=== TUGAS YANG DIKERJAKAN ===
• a. Berdasarkan teks diskusi MAPPI dan OJK, jelaskan mengapa kualifikasi dan kompetensi Penilai PS berbeda dari penilai internal. Jawab dalam satu sampai tiga kalimat.
• b. Teruskan teks diskusi MAPPI dan OJK tentang Penilai PS dan penilai internal mulai dari kalimat terakhirnya.

Diskusi MAPPI dan OJK Perbankan : Equal Kompetensi antara Penilai Properti Sederhana dan Penilai Internal

Hari ini MAPPI mendapat kehormatan berdiskusi langsung dengan Bp. Dian Ediana Rae, Kepala Eksekutif Pengawas Perbankan dan Anggota Komisioner Otoritas Jasa Keuangan beserta jajarannya. Sebagai pembuka, Dian menekankan tentang pentingnya optimalisasi fungsi profesi penunjang, tidak hanya masalah pelaporan namun juga perbaikan sistem secara keseluruhan. Sebagai appraiser penting untuk menjaga kompetensi dan profesionalisme karena apabila tidak profesional tentu akan fatal akibatnya kepada perbankan dan pasar modal.

Ketua 2 Dewan Pengurus Nasional, Dedy Muhammad, mengawali perkenalan dengan menjelaskan tentang keberadaan MAPPI yang telah berumur hampir 43 tahun dengan anggota kurang lebih 10 ribu orang. Dedy juga menjelaskan tentang kualifikasi izin penilai dan bahwa sejak tahun 2009 penilai adalah mitra kerja dari Otoritas Jasa Keuangan (d/h Bapepam-LK) yakni di sektor Pasar Modal, dan juga di sektor IKNB sejak 2014. Secara spesifik Dedy kemudian membahas keberadaan 251 orang Penilai Properti Sederhana (PS) yang tersebar di kurang lebih 430 Kantor Cabang KJPP dan terutama beroperasi di luar Jabodetabek. Bahwa 80% pekerjaan penilaian adalah berhubungan dengan perbankan dan Penilai PS awalnya dihadirkan untuk memenuhi permintaan dari pihak perbankan, namun seiring dengan perkembangan jaman tampaknya eksistensi mereka mulai terancam terutama oleh penilai internal perbankan. Penilai PS ini memiliki ruang lingkup kegiatan dan objek yang sama dengan penilai internal, namun sebagai penilai publik, Penilai PS tunduk pada standar penilaian dan kode etik, serta hal lain yang diatur oleh Kementerian Keuangan. Penilai PS juga harus melalui jenjang pendidikan tertentu serta lulus ujian sertifikasi baru diperkenankan menerbitkan laporan penilaian. Sementara penilai internal yang bahkan baru lulus Pendidikan Dasar sudah bisa menerbitkan laporan penilaian. Secara kualifikasi dan kompetensi tentunya berbeda antara Penilai PS dan penilai internal. Ini tentunya akan berpengaruh terhadap kualitas penilaian yang dihasilkan.

=== DATA YANG DIBERIKAN ===
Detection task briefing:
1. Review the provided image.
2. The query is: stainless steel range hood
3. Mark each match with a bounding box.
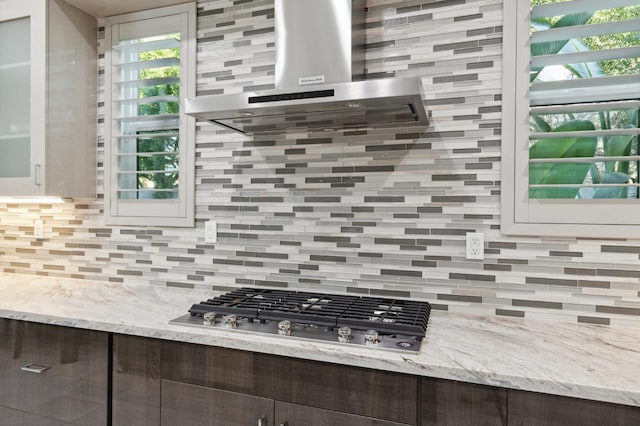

=== JAWABAN TIAP TUGAS ===
• a. Penilai PS harus menempuh jenjang pendidikan tertentu dan lulus ujian sertifikasi sebelum boleh menerbitkan laporan penilaian. Sebagai penilai publik, mereka juga tunduk pada standar penilaian, kode etik, dan ketentuan lain dari Kementerian Keuangan. Sebaliknya, penilai internal yang baru lulus Pendidikan Dasar sudah dapat menerbitkan laporan penilaian.

• b.
Ketua Ikatan Kantor Jasa Penilai Publik (IKJPP), Yufrizal Yusuf, menjelaskan tentang fungsi IKJPP sebagai wadah dari KJPP, dimana sesuai aturan, para penilai publik dalam memberikan jasanya harus melalui KJPP. Yufrizal menerangkan bahwa pemberian kredit perumahan tidak lepas dari peran serta penilai PS, yang mana 99% penilai PS berdomisili di daerah. POJK No 40/POJK.03/2019 tentang Penilaian Kualitas Aset Bank Umum yang menetapkan batas Rp 5 miliar cukup menyulitkan teman-teman PS mencari pekerjaan karena sangat sedikit aset senilai tersebut di daerah. Dikhawatirkan jadi tidak menarik lagi untuk Penilai PS membuka kantor di daerah sehingga kebutuhan penilai di daerah tidak dapat terpenuhi karena lebih memilih mencari lahan di kota besar. Yufrizal juga menjelaskan adanya sistem rekanan yang diterapkan oleh pihak perbankan kepada KJPP serta menekankan perlunya “equal” kompetensi. Ada pihak perbankan yang menyelenggarakan pendidikan tanpa bekerja sama dengan MAPPI dengan modul yang bukan merupakan bahan ajar MAPPI, ini berpotensi melahirkan kredit macet/bermasalah.

Ketua Kompartemen Penilai OJK, Dewi Apriyanti, lebih menitikberatkan pada wacana penerapan UU No 4/2023 tentang Pengembangan dan Penguatan Sektor Keuangan (P2SK), dimana terdapat kemungkinan akan menyulitkan Penilai PS untuk dapat memenuhi kriteria menjaga kompetensi tersebut akibat terganggunya pendapatan. Dewi juga membahas tentang pungutan iuran tahunan yang selama ini diterapkan pada penilai yang terdaftar di OJK Pasar Modal

Alda Adriez sebagai pembicara terakhir dari MAPPI menceritakan bahwa untuk menunjang proyek PSN dan kebutuhan pengadaan lahan di daerah, Kementerian ATR/BPN telah membuka kran dan memberi lisensi Penilai Pertanahan kepada Penilai PS. Diharapkan pihak OJK juga berkenan memberi perhatian khusus yang sama.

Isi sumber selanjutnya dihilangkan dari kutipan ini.